- [What is needed]:
Look through the material below for "logo". Copy every line that contains it.

- [Records shown]:

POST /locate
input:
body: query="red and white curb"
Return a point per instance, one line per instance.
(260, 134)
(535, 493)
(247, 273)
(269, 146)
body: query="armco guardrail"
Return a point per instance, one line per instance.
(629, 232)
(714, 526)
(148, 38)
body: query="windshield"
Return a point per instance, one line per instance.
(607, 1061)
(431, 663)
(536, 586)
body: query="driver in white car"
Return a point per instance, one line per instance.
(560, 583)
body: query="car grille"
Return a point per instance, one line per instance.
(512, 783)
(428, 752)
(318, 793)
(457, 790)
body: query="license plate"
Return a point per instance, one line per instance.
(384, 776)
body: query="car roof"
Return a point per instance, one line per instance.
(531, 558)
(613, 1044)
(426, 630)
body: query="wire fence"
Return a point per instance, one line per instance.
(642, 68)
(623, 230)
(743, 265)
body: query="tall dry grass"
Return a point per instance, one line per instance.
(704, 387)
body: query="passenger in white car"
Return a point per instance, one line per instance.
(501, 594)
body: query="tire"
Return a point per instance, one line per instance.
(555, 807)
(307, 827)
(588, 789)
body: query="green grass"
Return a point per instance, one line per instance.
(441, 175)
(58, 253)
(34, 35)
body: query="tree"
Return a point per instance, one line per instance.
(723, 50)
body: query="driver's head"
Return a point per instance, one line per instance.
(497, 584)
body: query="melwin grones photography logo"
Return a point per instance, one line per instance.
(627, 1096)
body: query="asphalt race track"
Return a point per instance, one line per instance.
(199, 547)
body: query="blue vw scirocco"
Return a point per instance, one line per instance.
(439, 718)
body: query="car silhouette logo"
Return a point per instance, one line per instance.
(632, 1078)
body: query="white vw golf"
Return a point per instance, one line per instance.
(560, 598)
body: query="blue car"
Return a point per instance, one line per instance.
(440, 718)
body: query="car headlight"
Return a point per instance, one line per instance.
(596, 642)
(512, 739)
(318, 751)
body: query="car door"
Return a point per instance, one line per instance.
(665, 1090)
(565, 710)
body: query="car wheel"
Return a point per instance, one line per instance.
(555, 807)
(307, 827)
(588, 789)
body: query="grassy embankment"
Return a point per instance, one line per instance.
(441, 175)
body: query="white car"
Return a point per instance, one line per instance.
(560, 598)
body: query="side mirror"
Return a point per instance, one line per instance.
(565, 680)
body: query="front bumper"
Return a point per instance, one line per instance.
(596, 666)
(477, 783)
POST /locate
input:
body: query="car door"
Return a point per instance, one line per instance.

--

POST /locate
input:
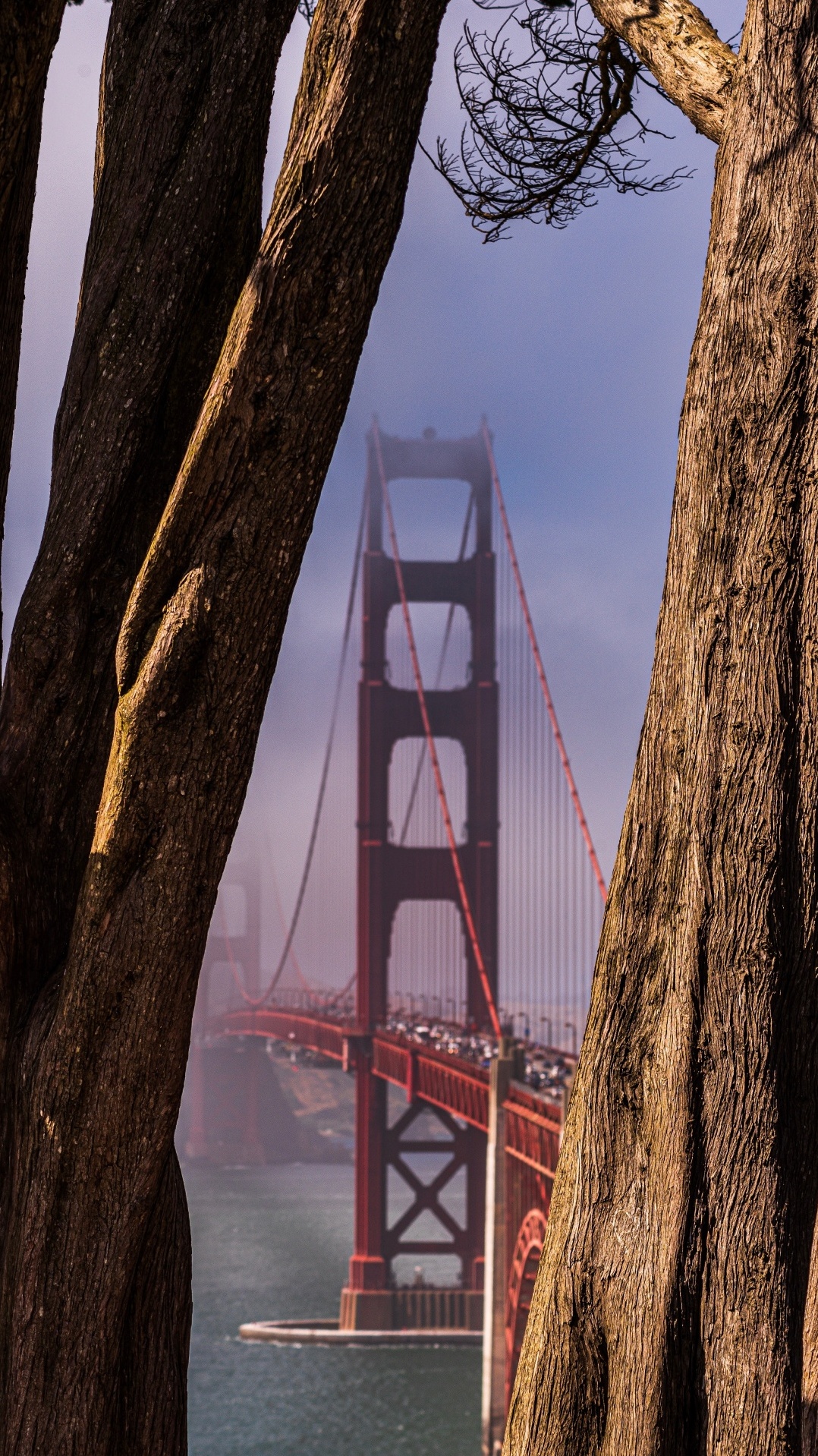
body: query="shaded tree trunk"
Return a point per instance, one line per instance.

- [Output]:
body: query="melwin grones photography logo"
body: query="car silhouette logo"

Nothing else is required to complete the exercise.